__WHAT THE TASK REQUIRES__
Give again, word for word, each line below starting at the one that contains "of the door" and ending at the one that contains "of the head".

__GIVEN ENTRIES__
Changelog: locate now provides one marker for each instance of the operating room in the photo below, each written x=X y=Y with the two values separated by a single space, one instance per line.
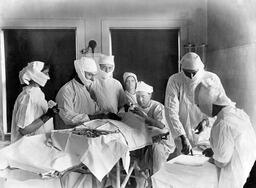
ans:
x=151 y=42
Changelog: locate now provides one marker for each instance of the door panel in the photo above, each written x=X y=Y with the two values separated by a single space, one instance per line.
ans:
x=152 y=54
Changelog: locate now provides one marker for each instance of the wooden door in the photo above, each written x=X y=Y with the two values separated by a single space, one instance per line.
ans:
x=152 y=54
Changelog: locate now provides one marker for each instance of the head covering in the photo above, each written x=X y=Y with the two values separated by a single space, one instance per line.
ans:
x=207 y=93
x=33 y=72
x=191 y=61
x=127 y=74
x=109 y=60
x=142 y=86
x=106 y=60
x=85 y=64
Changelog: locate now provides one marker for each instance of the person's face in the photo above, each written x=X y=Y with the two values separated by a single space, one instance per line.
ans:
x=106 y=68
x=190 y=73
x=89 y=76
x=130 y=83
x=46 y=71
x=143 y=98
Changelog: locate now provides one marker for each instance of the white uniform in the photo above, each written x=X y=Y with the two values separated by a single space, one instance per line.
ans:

---

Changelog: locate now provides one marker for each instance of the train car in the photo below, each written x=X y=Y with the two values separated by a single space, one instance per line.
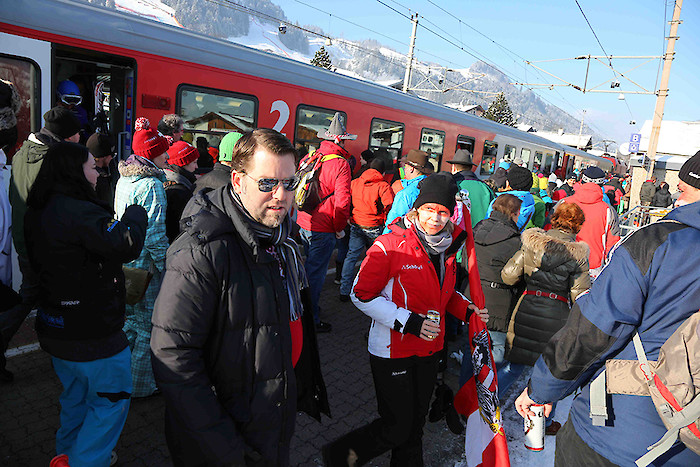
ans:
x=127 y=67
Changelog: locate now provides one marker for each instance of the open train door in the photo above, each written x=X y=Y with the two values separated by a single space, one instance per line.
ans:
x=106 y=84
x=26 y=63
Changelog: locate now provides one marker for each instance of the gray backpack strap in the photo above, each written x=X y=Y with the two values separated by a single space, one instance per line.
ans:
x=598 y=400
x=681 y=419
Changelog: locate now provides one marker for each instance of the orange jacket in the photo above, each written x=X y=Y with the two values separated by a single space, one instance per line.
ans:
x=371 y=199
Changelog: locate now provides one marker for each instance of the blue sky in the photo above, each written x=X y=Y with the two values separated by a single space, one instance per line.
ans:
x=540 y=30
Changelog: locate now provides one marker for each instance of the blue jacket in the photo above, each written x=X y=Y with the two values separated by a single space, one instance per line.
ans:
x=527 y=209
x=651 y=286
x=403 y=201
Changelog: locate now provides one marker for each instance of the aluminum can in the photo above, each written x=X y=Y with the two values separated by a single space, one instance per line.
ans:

__TASK SOLUTION__
Changelog: locate now provides one marker for each instance of the door panel in the photo above, each written x=X y=Y with the two values separated by a single space, one instance per line.
ans:
x=152 y=54
Changelog: locate now provides one marker for each instance of the wooden door in the photo above, each written x=X y=Y with the two values separated by a single space, one instance per line.
ans:
x=152 y=54
Changelog: locate now provides one marker for each instance of the head covering in the photo above, each written x=X y=Y with the two values separated by a single space, one instance per line.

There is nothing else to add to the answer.